SHORT EXERCISE:
Return all of the lines below exactly as they are.

EXTRACTED DATA:
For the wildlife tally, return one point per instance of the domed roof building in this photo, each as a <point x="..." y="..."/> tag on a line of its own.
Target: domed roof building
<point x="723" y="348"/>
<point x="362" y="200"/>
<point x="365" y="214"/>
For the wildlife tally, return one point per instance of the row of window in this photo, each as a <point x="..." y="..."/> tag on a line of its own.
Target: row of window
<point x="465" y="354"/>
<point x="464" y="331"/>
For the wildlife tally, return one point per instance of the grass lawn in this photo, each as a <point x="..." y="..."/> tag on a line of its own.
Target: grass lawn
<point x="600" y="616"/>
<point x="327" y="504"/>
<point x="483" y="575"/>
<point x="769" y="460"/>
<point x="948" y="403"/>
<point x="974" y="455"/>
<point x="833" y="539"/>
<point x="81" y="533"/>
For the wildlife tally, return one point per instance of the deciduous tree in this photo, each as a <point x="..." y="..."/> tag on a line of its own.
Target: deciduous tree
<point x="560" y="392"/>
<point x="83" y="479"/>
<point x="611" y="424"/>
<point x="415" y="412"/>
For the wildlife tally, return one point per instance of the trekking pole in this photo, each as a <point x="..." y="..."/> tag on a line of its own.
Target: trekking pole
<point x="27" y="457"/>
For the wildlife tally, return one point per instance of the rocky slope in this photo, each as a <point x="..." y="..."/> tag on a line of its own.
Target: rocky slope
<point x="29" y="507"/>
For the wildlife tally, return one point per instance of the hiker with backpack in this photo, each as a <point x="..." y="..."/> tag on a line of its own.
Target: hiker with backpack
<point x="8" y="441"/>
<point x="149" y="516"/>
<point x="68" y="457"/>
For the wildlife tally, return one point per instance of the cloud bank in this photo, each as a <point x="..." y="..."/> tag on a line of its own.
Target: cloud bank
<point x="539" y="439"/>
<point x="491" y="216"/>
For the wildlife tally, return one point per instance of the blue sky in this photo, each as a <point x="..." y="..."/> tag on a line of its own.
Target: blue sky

RESULT OF THE TASK:
For the wildlife tally, return one point per instance of the domed roof building in this photo, each as a <point x="..." y="..."/> tag on a line of its own.
Target: domed roof building
<point x="723" y="348"/>
<point x="362" y="200"/>
<point x="365" y="214"/>
For the wildlife tally, return one point per instance of the row of window in this photo, each as a <point x="..." y="..."/> tag on a line of its own.
Target: row of window
<point x="465" y="354"/>
<point x="464" y="331"/>
For the wildlife tally, return one point per instance of the grass lawn in this photo, each as a <point x="..." y="..."/> tag on a line of its own.
Target: grass lawn
<point x="600" y="616"/>
<point x="327" y="504"/>
<point x="483" y="575"/>
<point x="769" y="460"/>
<point x="948" y="403"/>
<point x="974" y="455"/>
<point x="833" y="539"/>
<point x="81" y="533"/>
For the wildlife tally, return one point per instance of the deciduous tree in this photo, each as a <point x="..." y="..."/> tag on a line of its own.
Target: deciduous tree
<point x="560" y="392"/>
<point x="83" y="479"/>
<point x="611" y="424"/>
<point x="415" y="412"/>
For the wildlife tally, return one point per instance of the trekking pole in this photo, each as a <point x="..." y="..."/> tag on a line of its own.
Target: trekking pole
<point x="27" y="457"/>
For the wildlife tally, return one point per instance of the rocky slope in this photo, each as a <point x="..." y="..."/> tag on a line of its own.
Target: rocky slope
<point x="29" y="507"/>
For the wildlife tally, return one point per instance of the hiker with backpack in this photo, each as a <point x="..." y="..."/> tag on a line of its own.
Target: hiker with backpack
<point x="8" y="441"/>
<point x="149" y="516"/>
<point x="68" y="457"/>
For the wildlife tally, return one point per instance of the cloud bank in this photo, each as a <point x="..." y="..."/> tag on a line of its own.
Target: cloud bank
<point x="539" y="439"/>
<point x="491" y="216"/>
For the wildlife tally, return one point per instance of the blue sky in this photo, each as a <point x="..." y="..."/> tag on a line of its own.
Target: blue sky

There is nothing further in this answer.